§ BRANO:
>>>
In ogni caso, il film parla almeno in parte di noi; del fatto che esistono, nel nostro immaginario, topos e immagini che abbiamo assorbito e continuiamo ad assorbire a livello subliminale, ininterrottamente, per il solo fatto di esistere nell’era dell’immagine in movimento. Nell’opera non si può non notare un occhio ironico decisamente influenzato dalle forme dell’umorismo internettiano contemporaneo – il meme, per il carattere decontestualizzato delle scene; lo YouTube poop nei rewind-&-replay “all’infinito” e nel surrealismo degli accostamenti – ma c’è anche un po’ di “Blob” di Enrico Ghezzi nel proposito sociologico dell’operazione e nell’acume di molte delle associazioni, frutto di un corposo lavoro di ricerca e visionamento di decine di titoli internazionali.
C’è spazio anche per due esempi di cinema narrativo da sala.
<<<
§ DATI FORNITI:
>>>
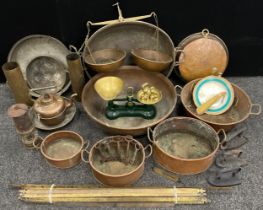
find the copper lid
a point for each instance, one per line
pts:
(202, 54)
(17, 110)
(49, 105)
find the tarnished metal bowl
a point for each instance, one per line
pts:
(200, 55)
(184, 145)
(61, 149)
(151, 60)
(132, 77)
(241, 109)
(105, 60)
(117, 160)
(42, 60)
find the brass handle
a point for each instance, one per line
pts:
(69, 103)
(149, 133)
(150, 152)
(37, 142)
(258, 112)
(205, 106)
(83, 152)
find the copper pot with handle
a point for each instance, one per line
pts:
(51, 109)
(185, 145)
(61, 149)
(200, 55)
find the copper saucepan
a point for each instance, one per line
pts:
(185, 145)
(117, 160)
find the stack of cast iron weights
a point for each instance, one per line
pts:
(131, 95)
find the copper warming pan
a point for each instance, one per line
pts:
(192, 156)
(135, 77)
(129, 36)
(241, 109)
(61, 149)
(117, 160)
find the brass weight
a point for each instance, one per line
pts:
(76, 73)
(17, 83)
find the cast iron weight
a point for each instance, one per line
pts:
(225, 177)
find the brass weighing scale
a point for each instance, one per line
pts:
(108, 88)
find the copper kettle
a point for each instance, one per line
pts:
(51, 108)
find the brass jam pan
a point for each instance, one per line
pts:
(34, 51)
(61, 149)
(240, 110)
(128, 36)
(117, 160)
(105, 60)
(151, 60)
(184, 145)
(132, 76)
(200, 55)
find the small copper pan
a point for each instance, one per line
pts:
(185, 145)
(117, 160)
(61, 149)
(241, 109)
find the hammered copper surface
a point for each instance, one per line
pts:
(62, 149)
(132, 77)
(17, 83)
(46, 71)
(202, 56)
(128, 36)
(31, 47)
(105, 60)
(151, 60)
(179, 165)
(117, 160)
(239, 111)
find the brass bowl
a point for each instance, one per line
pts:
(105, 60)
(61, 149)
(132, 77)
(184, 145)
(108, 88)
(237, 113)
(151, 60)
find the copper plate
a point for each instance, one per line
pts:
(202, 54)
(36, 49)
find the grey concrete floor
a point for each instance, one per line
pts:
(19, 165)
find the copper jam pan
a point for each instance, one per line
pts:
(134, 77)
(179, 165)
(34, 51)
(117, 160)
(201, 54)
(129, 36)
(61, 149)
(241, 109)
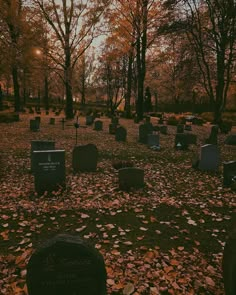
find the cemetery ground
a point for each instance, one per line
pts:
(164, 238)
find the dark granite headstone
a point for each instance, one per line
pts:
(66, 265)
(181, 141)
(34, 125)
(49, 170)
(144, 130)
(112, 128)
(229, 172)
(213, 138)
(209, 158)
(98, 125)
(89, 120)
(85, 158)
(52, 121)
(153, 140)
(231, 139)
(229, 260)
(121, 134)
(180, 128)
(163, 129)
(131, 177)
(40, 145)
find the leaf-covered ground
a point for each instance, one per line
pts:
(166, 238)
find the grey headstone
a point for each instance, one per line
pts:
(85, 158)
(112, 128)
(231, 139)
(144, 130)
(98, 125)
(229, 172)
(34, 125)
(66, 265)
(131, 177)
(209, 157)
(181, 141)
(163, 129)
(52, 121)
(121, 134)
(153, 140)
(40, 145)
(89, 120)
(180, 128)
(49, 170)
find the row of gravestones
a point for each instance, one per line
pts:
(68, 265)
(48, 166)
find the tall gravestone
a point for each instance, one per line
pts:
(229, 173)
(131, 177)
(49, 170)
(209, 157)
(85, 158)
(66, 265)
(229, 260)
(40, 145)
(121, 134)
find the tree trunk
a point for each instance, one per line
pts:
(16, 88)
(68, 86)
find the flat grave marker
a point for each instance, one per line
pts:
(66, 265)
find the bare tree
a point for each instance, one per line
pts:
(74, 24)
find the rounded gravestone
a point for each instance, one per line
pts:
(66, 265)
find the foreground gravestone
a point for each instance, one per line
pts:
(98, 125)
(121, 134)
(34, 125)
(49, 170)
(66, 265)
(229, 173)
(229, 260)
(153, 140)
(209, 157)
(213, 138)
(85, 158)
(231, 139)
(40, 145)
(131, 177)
<<<
>>>
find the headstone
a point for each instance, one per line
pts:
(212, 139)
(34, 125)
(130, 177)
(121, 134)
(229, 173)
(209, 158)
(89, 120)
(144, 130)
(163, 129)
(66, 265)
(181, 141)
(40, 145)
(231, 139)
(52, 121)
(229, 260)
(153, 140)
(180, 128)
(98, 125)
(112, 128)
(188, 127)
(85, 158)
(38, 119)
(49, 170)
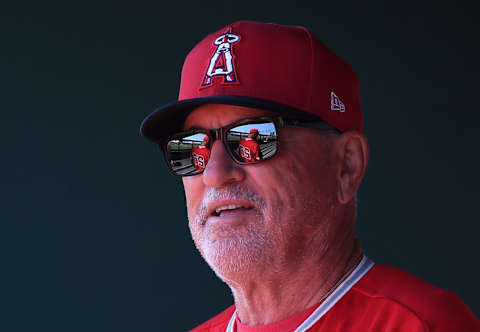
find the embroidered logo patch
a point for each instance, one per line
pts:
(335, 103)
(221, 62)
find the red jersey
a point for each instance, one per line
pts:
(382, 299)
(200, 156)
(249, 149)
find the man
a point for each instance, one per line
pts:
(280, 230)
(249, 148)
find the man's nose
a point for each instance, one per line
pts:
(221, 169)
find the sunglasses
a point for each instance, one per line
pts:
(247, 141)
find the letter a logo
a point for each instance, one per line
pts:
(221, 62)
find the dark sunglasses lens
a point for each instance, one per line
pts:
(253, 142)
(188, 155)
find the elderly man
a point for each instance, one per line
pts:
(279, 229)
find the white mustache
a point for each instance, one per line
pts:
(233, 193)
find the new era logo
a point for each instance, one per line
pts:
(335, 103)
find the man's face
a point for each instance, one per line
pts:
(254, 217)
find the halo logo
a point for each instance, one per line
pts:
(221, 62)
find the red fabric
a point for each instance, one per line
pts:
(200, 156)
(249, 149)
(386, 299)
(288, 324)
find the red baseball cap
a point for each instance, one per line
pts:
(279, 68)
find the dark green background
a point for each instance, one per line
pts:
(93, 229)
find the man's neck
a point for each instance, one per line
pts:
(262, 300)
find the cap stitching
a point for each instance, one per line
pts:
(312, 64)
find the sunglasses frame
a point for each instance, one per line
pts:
<<<
§ CONSEGNA: Trascriva dal brano sul film l'intera porzione che va da "In ogni caso, il" fino a "narrativo da sala.". I dati riportati sopra non sono necessari per lo svolgimento.

§ SOLUZIONE PROPOSTA:
In ogni caso, il film parla almeno in parte di noi; del fatto che esistono, nel nostro immaginario, topos e immagini che abbiamo assorbito e continuiamo ad assorbire a livello subliminale, ininterrottamente, per il solo fatto di esistere nell’era dell’immagine in movimento. Nell’opera non si può non notare un occhio ironico decisamente influenzato dalle forme dell’umorismo internettiano contemporaneo – il meme, per il carattere decontestualizzato delle scene; lo YouTube poop nei rewind-&-replay “all’infinito” e nel surrealismo degli accostamenti – ma c’è anche un po’ di “Blob” di Enrico Ghezzi nel proposito sociologico dell’operazione e nell’acume di molte delle associazioni, frutto di un corposo lavoro di ricerca e visionamento di decine di titoli internazionali.
C’è spazio anche per due esempi di cinema narrativo da sala.